BRANO PROPOSTO
··········

Temi spaziali abilmente
proposti ora in due e ora in tre dimensioni.
Il progetto artistico del
giovane artista è stato premiato come il migliore della selezione
Independent Curated Spaces in questa edizione di Paratissima.
Salvatore Cocca
Finalmente un pittore
vero e bravo! Nulla contro i precedenti artisti, ma quando vedo un
maestro del bel classico dipingere, il mio cuore è felice.
Ecco quindi i begli oli
su tela o su legno di Salvatore Cocca. Porte aperte su interni di
case un po’ fuori dal tempo, deserte, trascurate ma profondamente
dignitose; finestre da cui entra una luce intensa che accentua i
contrasti, senza riuscire a cancellare quel freddo antico che è
impregnato nei muri spessi. A me ritornano in mente la casa dei miei
nonni e quella di due vecchie zie che vivevano in campagna, ma è
l’atmosfera dei (bei) tempi andati, dove la casa aveva un alone
sacro e ogni oggetto aveva il suo valore, a dominare.

··········

SFIDE
1. Trascrivi il tratto del brano sugli artisti di Paratissima che va da "Temi spaziali abilmente" fino a "cuore è felice.".
2. Secondo il brano sugli artisti di Paratissima, in quale selezione il progetto del giovane artista è stato premiato come il migliore?
3. Prosegui, per favore, il brano sugli artisti di Paratissima dal punto in cui si interrompe.

ESTRATTI DAL DATASET
··········

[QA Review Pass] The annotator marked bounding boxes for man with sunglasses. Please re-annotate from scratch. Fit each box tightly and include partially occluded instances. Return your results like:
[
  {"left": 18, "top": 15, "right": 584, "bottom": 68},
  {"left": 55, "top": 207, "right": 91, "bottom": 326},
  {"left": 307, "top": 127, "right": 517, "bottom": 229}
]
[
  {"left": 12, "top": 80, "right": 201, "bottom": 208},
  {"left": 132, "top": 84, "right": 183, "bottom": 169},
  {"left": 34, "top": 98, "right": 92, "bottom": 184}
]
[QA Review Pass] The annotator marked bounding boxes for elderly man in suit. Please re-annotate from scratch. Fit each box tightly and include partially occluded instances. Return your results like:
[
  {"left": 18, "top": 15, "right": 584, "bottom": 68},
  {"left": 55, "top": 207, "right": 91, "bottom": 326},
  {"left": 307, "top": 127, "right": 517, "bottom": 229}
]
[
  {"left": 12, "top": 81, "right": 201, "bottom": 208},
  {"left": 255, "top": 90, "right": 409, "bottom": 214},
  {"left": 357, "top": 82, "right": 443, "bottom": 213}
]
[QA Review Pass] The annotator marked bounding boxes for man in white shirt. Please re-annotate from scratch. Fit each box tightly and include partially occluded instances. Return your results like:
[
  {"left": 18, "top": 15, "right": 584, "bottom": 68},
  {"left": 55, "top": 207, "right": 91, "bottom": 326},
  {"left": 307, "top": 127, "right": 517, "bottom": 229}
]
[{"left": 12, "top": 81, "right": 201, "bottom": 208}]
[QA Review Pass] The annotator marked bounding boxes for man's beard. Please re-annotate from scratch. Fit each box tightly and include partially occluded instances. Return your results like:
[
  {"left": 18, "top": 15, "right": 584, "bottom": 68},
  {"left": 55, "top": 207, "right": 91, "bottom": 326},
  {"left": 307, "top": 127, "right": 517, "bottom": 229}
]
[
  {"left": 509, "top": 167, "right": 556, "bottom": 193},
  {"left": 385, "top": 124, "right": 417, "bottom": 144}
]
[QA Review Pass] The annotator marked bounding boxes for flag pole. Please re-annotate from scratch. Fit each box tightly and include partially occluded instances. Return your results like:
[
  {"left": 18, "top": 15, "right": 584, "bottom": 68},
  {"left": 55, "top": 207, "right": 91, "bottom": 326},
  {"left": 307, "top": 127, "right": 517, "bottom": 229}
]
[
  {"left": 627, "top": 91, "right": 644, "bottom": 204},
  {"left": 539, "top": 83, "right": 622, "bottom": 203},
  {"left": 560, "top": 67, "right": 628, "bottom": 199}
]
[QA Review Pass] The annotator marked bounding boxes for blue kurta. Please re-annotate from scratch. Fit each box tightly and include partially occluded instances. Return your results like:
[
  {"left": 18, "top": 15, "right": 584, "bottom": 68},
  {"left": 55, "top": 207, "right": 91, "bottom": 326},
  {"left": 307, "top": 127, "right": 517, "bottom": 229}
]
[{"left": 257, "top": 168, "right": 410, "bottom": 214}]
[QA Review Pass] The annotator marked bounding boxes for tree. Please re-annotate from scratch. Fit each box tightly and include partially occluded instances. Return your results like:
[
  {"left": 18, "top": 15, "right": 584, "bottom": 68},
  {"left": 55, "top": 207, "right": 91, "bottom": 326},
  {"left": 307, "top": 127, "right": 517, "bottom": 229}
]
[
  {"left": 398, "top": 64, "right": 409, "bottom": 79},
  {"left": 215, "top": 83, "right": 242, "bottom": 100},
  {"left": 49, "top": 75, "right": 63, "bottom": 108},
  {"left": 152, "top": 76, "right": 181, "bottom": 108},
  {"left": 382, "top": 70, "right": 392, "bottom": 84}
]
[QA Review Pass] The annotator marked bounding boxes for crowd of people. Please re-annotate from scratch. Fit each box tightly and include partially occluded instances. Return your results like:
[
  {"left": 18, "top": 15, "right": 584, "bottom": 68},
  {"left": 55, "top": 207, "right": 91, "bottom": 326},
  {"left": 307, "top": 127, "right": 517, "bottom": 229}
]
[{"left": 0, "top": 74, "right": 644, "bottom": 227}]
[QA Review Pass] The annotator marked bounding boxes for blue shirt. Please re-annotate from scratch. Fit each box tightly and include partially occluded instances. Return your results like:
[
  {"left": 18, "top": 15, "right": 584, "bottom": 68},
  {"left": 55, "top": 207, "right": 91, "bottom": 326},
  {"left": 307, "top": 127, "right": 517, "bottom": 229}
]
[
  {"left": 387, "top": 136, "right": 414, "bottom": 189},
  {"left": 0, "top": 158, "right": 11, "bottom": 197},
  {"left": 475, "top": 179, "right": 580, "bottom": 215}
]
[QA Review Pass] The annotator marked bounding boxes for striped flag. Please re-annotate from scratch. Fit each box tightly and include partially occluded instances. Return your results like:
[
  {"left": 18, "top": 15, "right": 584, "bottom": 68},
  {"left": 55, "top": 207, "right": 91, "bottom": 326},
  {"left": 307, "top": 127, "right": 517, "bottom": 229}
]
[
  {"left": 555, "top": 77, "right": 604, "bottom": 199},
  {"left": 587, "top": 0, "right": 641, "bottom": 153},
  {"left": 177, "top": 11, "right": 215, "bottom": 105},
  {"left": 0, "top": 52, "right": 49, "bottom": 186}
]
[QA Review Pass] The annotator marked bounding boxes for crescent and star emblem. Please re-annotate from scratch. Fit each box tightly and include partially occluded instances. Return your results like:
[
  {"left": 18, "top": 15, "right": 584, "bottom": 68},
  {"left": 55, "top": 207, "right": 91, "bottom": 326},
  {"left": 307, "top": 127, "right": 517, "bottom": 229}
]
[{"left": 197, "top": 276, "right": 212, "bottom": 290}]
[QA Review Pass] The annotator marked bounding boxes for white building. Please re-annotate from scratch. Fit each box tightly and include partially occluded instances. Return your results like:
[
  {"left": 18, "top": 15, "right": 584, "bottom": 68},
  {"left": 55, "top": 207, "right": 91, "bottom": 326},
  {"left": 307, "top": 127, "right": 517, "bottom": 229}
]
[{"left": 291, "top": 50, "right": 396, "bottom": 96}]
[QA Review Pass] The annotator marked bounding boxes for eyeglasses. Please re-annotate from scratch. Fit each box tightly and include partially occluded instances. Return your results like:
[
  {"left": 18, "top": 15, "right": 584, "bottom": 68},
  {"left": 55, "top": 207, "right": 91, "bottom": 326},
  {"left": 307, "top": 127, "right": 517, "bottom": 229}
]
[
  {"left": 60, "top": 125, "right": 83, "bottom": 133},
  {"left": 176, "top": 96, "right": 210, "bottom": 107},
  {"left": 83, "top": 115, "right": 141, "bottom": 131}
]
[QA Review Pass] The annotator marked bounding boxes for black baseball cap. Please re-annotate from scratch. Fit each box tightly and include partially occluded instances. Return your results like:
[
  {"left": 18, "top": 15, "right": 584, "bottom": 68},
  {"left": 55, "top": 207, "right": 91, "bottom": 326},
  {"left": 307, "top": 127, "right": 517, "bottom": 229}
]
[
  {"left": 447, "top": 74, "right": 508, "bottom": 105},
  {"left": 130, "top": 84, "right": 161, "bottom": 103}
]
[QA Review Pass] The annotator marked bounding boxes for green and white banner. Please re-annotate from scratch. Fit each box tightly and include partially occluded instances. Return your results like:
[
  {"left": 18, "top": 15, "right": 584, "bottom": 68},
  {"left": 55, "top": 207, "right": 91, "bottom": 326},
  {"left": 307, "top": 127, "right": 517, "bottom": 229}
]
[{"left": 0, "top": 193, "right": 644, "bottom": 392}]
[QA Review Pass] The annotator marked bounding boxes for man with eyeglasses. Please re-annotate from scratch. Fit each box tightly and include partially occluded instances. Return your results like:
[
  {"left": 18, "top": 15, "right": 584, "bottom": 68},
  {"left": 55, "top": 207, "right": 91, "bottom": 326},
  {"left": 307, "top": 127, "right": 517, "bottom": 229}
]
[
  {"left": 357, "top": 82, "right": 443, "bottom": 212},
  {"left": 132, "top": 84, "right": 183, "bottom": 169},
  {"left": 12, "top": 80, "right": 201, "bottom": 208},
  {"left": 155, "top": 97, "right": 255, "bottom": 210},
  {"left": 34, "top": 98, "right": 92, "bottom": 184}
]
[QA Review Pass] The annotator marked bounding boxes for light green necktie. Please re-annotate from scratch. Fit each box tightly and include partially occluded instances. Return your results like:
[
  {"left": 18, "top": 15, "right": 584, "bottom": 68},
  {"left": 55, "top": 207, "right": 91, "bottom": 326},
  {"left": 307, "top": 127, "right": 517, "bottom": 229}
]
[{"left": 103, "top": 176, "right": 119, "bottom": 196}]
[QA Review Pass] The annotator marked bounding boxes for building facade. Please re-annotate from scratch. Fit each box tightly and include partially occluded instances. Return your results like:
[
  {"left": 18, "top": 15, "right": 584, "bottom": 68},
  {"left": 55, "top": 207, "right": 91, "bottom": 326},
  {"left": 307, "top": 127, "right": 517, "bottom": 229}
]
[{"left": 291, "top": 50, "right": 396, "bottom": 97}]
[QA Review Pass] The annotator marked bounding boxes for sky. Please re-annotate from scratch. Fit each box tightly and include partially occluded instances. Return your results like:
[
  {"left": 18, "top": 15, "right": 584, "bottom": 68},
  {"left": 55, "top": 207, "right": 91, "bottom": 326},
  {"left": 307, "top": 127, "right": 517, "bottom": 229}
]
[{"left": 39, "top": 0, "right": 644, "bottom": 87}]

··········

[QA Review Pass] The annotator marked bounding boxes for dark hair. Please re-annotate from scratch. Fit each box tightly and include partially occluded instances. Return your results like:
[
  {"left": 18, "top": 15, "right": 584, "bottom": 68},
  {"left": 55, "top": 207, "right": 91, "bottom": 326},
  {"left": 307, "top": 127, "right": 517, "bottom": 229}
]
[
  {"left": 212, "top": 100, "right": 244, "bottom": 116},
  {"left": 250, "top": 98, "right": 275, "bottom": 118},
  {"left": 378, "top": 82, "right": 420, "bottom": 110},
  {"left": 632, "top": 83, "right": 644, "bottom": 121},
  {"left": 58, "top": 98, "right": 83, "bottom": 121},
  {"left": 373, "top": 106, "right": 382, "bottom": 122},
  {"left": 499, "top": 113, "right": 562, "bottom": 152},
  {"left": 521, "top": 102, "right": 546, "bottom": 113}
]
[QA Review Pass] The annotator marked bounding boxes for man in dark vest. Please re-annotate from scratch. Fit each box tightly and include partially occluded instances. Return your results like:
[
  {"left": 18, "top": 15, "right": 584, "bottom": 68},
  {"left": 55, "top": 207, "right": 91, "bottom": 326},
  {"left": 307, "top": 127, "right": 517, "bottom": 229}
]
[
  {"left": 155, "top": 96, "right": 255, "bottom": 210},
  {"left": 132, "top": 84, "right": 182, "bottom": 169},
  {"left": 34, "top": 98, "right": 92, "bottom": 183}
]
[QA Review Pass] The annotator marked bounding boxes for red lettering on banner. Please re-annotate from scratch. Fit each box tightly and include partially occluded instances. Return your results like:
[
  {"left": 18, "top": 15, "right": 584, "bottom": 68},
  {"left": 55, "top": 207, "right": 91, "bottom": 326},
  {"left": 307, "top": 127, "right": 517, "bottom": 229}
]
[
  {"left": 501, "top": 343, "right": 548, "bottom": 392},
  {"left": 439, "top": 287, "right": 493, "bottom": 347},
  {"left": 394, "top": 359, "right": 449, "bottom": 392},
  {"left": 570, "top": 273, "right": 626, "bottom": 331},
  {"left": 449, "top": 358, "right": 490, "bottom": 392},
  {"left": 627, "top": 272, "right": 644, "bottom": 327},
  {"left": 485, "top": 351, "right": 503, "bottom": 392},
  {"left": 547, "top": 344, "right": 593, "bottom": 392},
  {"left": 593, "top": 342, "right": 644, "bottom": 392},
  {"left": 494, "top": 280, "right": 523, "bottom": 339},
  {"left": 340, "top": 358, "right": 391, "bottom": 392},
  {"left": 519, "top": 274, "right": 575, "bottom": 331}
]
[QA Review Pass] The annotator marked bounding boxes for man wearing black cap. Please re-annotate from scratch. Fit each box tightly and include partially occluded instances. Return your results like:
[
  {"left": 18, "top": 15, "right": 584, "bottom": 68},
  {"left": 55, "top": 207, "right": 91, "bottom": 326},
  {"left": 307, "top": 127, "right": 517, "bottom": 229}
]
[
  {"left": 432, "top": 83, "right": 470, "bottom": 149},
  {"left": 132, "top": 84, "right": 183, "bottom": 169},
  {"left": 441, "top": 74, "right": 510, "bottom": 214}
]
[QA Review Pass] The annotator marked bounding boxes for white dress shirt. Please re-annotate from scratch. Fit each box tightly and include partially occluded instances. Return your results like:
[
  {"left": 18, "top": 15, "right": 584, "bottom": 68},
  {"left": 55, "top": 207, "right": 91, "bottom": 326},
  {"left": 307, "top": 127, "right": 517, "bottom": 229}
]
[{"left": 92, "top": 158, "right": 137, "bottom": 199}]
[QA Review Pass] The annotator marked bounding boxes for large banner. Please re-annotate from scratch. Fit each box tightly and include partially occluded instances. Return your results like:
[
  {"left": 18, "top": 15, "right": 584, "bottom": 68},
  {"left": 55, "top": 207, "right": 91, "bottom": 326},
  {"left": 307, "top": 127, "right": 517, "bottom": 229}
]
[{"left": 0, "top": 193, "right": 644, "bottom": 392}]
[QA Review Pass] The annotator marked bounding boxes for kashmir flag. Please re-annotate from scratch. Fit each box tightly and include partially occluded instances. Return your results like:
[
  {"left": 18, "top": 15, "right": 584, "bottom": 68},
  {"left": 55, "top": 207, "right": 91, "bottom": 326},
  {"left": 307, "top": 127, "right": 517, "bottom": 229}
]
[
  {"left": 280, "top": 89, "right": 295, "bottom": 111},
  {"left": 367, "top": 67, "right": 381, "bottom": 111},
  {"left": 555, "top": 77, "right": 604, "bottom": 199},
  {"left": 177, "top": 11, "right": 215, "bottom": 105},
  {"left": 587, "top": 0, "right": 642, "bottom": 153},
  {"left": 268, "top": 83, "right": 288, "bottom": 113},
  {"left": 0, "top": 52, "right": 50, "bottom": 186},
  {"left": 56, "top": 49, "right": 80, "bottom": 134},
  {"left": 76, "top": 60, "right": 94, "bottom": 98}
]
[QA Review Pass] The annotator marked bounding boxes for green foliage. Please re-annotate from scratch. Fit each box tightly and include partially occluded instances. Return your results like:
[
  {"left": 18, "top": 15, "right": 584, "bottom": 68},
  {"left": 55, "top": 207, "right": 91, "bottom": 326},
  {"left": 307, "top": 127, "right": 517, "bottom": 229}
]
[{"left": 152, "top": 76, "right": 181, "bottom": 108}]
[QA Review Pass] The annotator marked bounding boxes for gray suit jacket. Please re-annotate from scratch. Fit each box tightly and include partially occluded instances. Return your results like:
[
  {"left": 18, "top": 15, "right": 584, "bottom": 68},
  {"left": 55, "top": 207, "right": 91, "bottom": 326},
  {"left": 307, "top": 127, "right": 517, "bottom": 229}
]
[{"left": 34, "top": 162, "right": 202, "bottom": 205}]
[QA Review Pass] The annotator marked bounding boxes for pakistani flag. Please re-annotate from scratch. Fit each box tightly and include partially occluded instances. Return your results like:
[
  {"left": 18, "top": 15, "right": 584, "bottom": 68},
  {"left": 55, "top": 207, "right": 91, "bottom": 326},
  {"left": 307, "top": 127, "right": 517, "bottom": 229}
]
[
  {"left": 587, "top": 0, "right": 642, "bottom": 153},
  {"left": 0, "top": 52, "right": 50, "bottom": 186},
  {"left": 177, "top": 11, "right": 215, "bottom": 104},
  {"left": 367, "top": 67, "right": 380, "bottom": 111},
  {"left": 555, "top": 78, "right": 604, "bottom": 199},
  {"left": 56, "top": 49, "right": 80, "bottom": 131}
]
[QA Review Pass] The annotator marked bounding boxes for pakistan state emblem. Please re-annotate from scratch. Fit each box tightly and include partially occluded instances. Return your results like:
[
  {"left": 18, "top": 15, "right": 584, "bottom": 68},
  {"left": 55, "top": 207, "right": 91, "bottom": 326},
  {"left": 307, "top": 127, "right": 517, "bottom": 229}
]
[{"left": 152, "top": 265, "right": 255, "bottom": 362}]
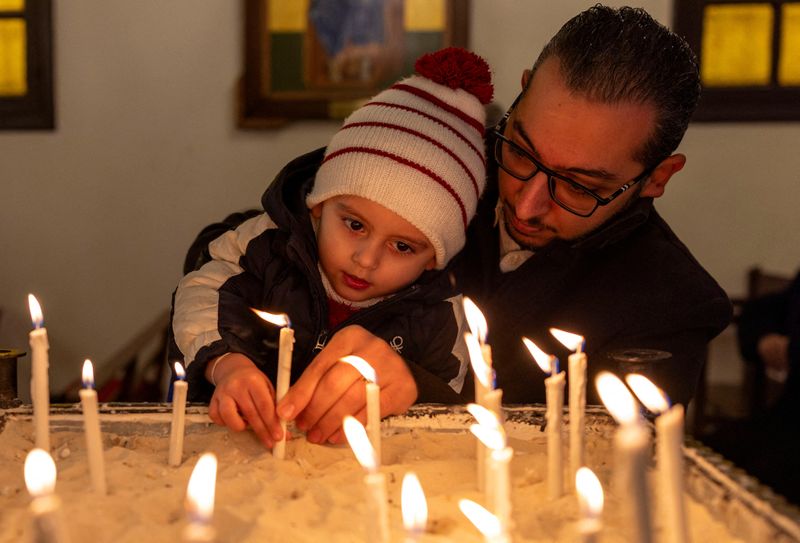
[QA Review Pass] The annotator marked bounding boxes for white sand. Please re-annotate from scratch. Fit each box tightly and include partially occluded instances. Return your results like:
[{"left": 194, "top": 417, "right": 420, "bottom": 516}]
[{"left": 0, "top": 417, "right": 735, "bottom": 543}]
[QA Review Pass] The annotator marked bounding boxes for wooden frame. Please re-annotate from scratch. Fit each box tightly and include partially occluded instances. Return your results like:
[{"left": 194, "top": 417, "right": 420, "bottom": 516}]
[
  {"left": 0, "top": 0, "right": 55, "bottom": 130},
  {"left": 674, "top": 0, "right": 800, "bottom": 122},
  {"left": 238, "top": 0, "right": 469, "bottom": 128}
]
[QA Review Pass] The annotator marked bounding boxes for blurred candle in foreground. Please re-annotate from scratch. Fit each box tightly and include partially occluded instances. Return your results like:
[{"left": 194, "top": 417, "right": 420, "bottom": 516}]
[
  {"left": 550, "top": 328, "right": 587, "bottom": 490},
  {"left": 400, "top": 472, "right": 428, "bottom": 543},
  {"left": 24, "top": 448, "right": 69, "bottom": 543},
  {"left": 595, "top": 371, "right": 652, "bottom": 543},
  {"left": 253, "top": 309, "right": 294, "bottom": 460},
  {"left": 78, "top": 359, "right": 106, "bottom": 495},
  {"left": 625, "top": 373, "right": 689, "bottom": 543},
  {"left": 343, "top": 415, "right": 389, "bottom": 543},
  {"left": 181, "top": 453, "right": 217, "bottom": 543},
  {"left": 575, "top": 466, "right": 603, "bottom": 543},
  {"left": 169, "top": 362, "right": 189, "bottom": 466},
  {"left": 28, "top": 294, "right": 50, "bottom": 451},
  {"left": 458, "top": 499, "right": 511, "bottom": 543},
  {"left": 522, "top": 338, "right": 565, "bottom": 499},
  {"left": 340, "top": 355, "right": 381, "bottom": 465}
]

··········

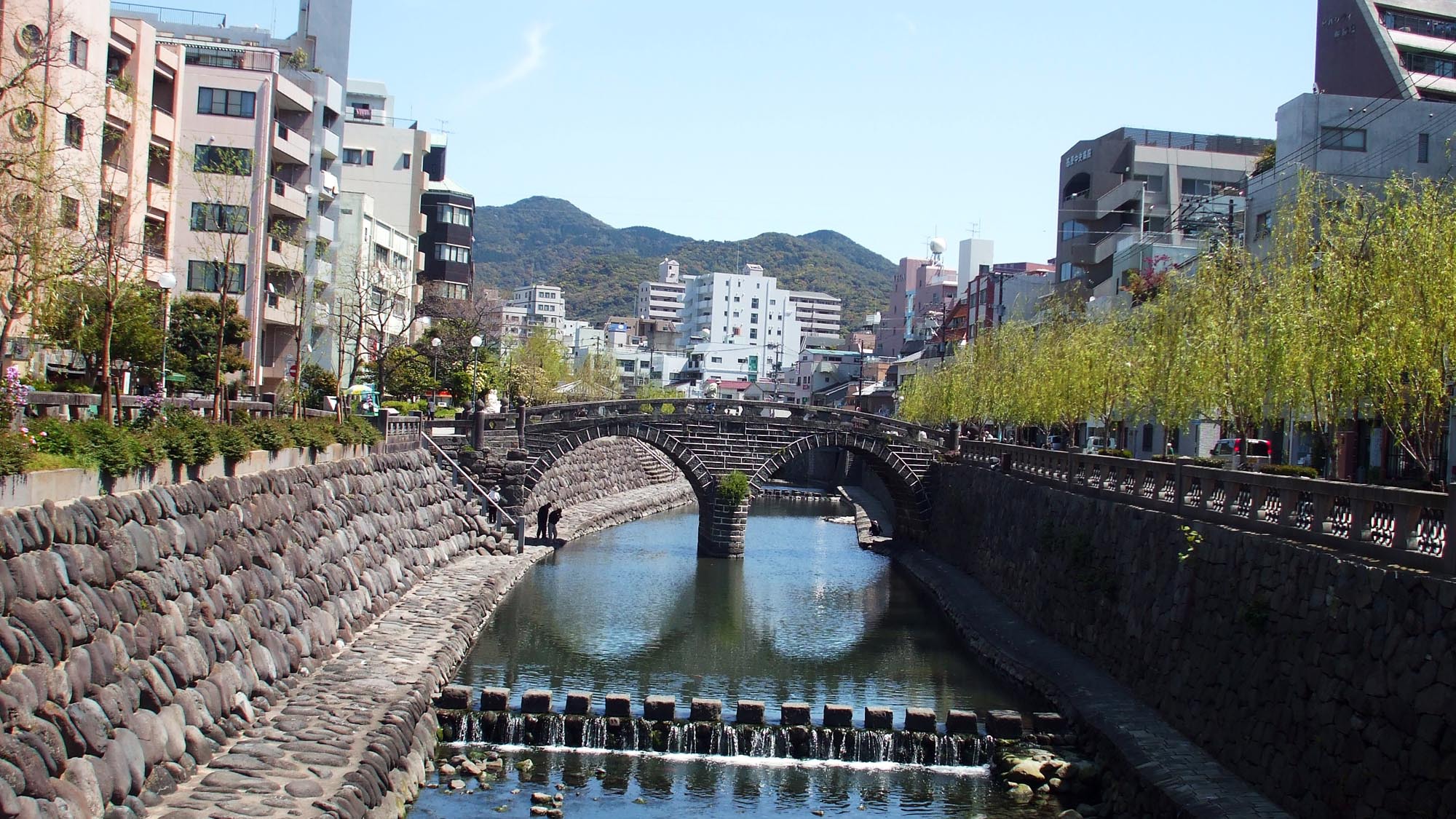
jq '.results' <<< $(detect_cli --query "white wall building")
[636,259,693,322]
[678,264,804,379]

··········

RISULTATI PER COMPITO
1.
Temi spaziali abilmente
proposti ora in due e ora in tre dimensioni.
Il progetto artistico del
giovane artista è stato premiato come il migliore della selezione
Independent Curated Spaces in questa edizione di Paratissima.
Salvatore Cocca
Finalmente un pittore
vero e bravo! Nulla contro i precedenti artisti, ma quando vedo un
maestro del bel classico dipingere, il mio cuore è felice.

2. Nella selezione Independent Curated Spaces.

3.
Quella serena bellezza,
semplice, antica e pura, che vorremmo ritrovare dentro di noi, nei
nostri pensieri avvelenati da una fretta inquieta che ci fa correre
sempre per non arrivare da nessuna parte.
Paolo Di Rosa
L’artista giusto per
chi da un’opera d’arte vuole essere ispirato per poi lasciare
viaggiare a briglie sciolte la propria fantasia; visioni metafisiche
che hanno però radici salde nella natura umana. Sia il soggetto uomo
o donna, bambino o anziano, lo sguardo si focalizza curioso su
qualcosa che non è nella realtà comune e che apre la porta a un
mondo diverso, affascinante e astratto.
Sempre in equilibrio tra
ironia e profondo messaggio, Paolo Di Rosa riesce col suo stile di
favolosa naturalezza a creare atmosfere irreali e al tempo stesso
parallele alla vita ordinaria.
L’innocenza del bambino
che gioca con una barchetta muovendola in un mare che lui solo vede,
la donna dai capelli argentati che osservando con una lente una linea
bianca scopre ingrandito il monoscopio televisivo, il saltimbanco che
legge un giornale seduto su un improbabile filo: immagini che
divertono e che creano a cascata pensieri, riflessioni, ricordi.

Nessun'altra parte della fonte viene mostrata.